>>>>

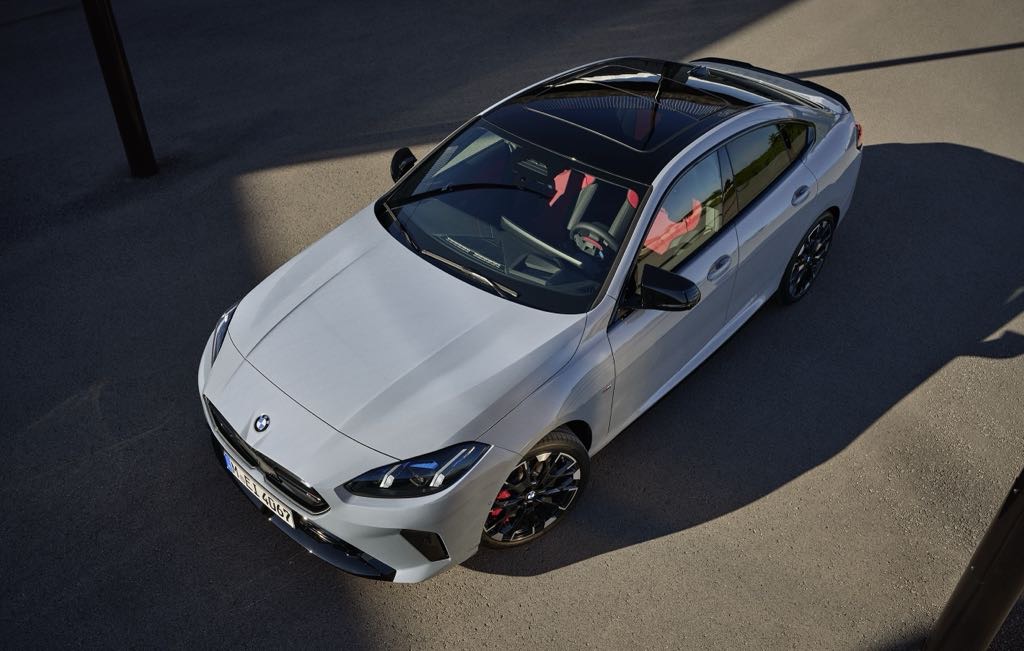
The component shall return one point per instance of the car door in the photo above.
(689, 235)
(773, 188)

<<<<
>>>>

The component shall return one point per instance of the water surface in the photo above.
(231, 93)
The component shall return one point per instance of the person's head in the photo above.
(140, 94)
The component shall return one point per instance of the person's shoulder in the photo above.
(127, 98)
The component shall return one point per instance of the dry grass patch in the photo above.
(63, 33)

<<<<

EXERCISE PROMPT:
Count the lines of the material above that contain the string "shall", treating uppercase and lowercase as different, and give only the number.

EXERCISE OUTPUT:
5